Convert every entry below into a two-column CSV with the headers instruction and response, one row per entry holding its text and its answer, each in a single quoted field with line breaks replaced by spaces. Leave the pictures out.

RECORDS FOR THE TASK:
»»
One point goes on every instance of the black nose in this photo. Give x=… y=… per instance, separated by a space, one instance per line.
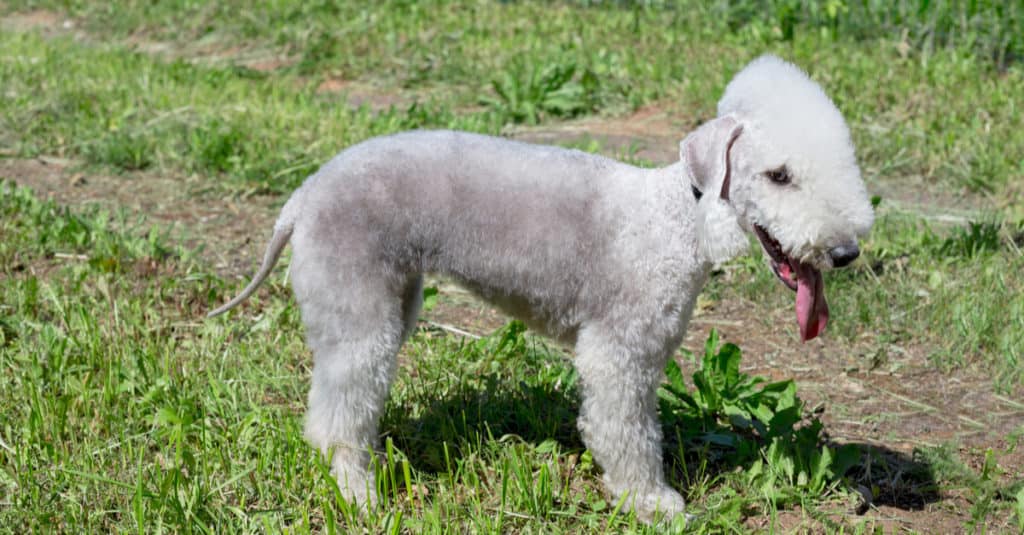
x=844 y=254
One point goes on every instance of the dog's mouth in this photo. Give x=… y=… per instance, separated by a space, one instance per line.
x=812 y=311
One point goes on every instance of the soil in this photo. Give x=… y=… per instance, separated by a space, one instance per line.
x=887 y=397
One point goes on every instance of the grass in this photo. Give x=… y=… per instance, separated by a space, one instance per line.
x=124 y=412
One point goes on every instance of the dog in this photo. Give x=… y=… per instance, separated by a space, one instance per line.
x=597 y=254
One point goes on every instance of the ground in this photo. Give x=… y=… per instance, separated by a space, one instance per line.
x=889 y=396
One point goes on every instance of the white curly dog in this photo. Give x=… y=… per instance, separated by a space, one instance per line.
x=601 y=255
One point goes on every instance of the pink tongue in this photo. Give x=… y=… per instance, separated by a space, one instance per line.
x=812 y=311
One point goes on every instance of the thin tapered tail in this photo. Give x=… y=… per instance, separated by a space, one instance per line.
x=278 y=242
««
TASK OUTPUT:
instruction,response
"One point goes on every instance of the black nose in this photo. Give x=… y=… per instance, separated by a space, one instance per line.","x=844 y=254"
"One point goes on every instance of the dog's mouth in this photo. Give x=… y=… per instance, separated by a space, one instance per line.","x=812 y=311"
"One point goes on every instance of the soil in this photo. Give x=… y=… per instance, separated by a space, one instance per line.","x=887 y=397"
"One point goes on every instance of the grass in this photo. Give x=… y=… per instance, separated by a space, one instance per line.","x=124 y=412"
"One point goes on every instance of the dog in this photo. Give x=… y=… per instance, separated by a space, one instance per line.","x=597 y=254"
"One point goes on every instance of the ground in this photo. Give x=… y=… per instance, separated by a space, one instance per line.","x=889 y=396"
"One point goes on every instance of the white curly dog in this photo. Give x=… y=… per instance, separated by a space, one instance per line.","x=601 y=255"
"One point goes on every instance of the pink tongue in this photo. Give x=… y=… per instance, separated by a space, one instance per line.","x=812 y=311"
"One point goes on every instance of the thin tapered tail in this photo. Give x=… y=… per instance, separated by a space, one instance per line.","x=278 y=242"